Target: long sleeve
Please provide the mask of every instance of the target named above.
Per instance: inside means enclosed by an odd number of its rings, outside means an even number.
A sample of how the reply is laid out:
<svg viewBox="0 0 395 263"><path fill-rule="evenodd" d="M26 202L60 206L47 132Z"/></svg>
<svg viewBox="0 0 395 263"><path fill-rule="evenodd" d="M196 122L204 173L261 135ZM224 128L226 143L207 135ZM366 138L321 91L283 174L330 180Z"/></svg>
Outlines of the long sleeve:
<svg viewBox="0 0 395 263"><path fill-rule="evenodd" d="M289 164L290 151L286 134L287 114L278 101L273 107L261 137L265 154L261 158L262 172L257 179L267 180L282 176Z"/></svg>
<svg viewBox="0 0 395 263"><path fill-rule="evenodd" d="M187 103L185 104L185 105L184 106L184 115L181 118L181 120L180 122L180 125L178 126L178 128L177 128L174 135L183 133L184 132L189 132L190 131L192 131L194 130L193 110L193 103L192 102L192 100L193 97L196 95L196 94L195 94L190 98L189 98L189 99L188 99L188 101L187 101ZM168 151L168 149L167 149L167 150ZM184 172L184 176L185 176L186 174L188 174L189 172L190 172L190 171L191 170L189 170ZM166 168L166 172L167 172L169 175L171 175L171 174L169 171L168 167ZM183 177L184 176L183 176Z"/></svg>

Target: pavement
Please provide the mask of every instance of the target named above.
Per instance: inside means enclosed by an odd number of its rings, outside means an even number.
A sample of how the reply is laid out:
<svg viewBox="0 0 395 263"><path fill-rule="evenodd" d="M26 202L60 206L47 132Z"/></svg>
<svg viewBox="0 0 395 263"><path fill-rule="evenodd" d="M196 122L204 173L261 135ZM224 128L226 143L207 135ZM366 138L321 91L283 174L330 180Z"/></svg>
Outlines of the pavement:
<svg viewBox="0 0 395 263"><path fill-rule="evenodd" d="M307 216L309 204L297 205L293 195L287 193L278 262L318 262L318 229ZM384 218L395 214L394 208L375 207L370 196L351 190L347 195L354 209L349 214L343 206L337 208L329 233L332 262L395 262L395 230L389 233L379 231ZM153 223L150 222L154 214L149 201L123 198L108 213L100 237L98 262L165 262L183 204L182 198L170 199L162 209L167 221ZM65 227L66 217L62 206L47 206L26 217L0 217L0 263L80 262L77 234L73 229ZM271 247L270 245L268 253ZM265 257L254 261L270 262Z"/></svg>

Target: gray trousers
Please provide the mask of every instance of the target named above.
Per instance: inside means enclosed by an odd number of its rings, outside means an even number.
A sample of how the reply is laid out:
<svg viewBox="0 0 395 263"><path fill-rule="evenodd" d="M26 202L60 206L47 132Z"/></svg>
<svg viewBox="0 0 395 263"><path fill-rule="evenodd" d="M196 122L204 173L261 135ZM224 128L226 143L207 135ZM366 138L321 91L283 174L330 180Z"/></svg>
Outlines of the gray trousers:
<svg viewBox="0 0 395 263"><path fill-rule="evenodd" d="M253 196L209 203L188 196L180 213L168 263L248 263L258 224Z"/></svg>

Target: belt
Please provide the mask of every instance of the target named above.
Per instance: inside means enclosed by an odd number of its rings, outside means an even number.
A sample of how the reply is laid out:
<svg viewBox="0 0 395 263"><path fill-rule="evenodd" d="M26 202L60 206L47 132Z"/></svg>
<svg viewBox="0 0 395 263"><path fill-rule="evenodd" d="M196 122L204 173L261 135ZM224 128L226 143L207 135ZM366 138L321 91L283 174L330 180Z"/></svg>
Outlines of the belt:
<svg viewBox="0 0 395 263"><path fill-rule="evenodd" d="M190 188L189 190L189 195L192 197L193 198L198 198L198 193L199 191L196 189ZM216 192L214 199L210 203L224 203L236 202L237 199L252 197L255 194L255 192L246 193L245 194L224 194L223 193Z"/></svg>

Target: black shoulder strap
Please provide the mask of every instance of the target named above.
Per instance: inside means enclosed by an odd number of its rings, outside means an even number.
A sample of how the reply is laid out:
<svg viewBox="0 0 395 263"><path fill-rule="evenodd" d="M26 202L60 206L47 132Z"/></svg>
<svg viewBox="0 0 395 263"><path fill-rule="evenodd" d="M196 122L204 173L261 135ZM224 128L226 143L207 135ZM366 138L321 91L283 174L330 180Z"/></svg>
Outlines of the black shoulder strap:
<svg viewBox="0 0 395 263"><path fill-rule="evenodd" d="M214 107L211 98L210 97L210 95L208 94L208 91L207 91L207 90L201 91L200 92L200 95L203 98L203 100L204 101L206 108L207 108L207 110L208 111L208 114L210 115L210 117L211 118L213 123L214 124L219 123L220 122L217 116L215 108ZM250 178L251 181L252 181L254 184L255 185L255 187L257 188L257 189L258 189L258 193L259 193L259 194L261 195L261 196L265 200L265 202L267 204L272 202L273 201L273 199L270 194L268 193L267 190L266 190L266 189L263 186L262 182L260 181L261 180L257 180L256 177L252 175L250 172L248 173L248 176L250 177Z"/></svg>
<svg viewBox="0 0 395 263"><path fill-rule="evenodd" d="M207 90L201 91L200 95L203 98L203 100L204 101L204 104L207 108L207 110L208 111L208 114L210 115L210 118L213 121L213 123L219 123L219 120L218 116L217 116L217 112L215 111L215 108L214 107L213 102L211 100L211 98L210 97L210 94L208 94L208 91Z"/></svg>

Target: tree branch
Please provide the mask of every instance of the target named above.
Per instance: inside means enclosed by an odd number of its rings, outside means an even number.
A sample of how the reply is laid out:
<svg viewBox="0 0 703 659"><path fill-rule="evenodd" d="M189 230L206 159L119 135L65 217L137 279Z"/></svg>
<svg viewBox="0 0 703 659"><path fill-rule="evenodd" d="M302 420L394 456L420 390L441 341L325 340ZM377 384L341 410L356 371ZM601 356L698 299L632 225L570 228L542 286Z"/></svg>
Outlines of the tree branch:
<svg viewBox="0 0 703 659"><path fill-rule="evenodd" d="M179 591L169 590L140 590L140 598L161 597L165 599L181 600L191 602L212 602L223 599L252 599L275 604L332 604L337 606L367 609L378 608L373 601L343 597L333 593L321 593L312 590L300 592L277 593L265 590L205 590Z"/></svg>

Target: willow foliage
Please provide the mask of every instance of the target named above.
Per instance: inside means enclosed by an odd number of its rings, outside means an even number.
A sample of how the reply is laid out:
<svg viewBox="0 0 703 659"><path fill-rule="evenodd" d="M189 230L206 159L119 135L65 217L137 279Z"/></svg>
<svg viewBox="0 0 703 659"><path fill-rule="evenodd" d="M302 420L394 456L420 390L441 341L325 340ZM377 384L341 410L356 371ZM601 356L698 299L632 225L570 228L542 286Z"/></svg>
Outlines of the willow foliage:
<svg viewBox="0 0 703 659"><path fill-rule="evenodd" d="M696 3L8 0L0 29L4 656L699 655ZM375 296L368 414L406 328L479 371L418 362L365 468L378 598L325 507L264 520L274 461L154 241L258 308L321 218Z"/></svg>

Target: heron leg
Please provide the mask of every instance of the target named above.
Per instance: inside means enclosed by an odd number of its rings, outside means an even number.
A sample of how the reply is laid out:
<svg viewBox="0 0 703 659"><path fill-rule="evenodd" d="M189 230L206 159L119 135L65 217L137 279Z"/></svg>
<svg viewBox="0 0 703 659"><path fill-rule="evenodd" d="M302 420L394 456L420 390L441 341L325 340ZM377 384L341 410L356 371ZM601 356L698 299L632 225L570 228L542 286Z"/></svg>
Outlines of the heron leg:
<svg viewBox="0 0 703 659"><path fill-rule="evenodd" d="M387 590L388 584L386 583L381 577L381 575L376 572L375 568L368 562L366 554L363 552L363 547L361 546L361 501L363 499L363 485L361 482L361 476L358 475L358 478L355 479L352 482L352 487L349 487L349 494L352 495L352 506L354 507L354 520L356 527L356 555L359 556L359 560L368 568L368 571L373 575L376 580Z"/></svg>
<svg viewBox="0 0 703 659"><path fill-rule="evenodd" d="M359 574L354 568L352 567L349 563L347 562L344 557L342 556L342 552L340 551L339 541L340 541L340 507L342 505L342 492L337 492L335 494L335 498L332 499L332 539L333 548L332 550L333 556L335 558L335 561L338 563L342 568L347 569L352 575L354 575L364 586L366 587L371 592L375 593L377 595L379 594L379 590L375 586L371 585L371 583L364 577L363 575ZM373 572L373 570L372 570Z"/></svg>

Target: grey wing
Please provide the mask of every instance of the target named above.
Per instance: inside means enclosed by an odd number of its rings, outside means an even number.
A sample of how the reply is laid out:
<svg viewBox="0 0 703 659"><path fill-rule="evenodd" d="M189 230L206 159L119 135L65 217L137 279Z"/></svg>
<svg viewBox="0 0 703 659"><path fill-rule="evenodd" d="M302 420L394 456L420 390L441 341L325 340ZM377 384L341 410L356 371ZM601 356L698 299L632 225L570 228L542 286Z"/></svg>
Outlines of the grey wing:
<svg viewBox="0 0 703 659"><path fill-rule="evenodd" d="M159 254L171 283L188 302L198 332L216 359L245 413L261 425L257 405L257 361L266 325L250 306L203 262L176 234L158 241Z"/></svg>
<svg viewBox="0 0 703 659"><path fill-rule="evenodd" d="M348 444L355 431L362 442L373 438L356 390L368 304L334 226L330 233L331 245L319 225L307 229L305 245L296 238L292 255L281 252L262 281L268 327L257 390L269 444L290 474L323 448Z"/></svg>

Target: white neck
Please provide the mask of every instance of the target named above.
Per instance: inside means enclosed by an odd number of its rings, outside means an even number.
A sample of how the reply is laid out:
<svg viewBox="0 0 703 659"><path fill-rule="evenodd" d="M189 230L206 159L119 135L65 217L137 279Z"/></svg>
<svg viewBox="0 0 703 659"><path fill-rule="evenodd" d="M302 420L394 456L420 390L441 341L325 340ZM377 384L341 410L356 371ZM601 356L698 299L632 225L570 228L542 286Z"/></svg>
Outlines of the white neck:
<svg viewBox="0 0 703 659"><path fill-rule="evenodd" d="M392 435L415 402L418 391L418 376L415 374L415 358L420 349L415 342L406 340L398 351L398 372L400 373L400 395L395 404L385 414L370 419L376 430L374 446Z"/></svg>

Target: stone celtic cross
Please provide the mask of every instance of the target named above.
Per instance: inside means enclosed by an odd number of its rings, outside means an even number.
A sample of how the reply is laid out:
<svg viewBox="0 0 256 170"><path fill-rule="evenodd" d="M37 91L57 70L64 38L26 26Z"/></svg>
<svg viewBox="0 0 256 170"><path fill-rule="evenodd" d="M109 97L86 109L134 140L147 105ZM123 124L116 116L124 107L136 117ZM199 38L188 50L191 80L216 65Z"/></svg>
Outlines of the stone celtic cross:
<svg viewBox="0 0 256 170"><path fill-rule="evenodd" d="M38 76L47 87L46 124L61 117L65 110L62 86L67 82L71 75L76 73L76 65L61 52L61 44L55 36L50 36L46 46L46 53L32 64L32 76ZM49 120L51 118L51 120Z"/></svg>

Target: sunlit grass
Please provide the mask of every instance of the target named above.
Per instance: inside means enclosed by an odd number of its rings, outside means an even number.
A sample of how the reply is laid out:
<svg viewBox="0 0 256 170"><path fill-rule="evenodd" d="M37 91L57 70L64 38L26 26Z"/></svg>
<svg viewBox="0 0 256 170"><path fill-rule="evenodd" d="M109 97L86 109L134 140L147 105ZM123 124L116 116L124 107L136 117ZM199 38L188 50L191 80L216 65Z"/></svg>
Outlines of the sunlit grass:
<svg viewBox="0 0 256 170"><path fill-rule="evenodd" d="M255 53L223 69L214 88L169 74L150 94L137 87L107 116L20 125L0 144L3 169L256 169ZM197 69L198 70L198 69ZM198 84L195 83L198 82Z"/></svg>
----
**Problem requirements:** Rewrite the part that opens with the line containing "Target: belt" and closes with the line containing "188L189 190L189 195L192", replacing "Outlines" with "Contours" and leaving everything else unchanged.

**Correct response:**
Target: belt
Please provide the mask of every instance of the target named above.
Per instance: inside means enclosed by an odd number of its rings, outside means an even number.
A sample of how the reply is laid out:
<svg viewBox="0 0 395 263"><path fill-rule="evenodd" d="M26 202L60 206L47 132Z"/></svg>
<svg viewBox="0 0 395 263"><path fill-rule="evenodd" d="M196 122L204 173L261 135ZM224 128L226 143L207 135ZM366 138L321 91L283 174L330 180Z"/></svg>
Contours of the belt:
<svg viewBox="0 0 395 263"><path fill-rule="evenodd" d="M190 188L189 190L189 195L192 197L193 198L198 198L198 193L199 191L196 189ZM216 192L214 199L210 203L224 203L236 202L237 199L252 197L255 194L255 192L246 193L245 194L224 194L223 193Z"/></svg>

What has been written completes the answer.